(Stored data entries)
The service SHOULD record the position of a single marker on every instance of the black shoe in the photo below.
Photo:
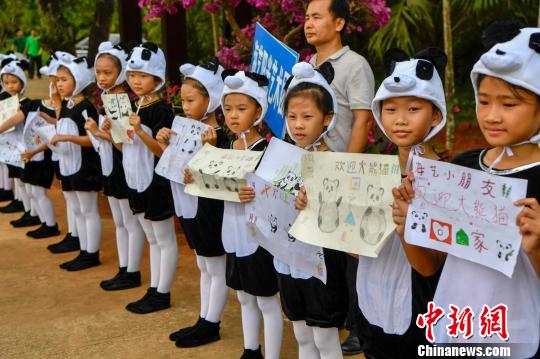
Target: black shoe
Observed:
(68, 263)
(68, 244)
(351, 345)
(252, 354)
(181, 332)
(6, 195)
(88, 260)
(13, 207)
(122, 280)
(44, 231)
(152, 301)
(27, 220)
(206, 332)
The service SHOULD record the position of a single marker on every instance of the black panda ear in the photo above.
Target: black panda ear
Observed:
(436, 56)
(391, 56)
(327, 70)
(23, 64)
(501, 30)
(228, 72)
(150, 46)
(261, 80)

- _WHAT THE TASK ASKS_
Look through the data above and report every line in which "black" appears.

- _WRITTEN ANSWER_
The service SHOULD record the position of a single marker on every instance of the black shoe in the photo below.
Target: black shoe
The service SHOULD record the position of a single marker on every instance of the black panda ear in the photo above.
Target: black panda ear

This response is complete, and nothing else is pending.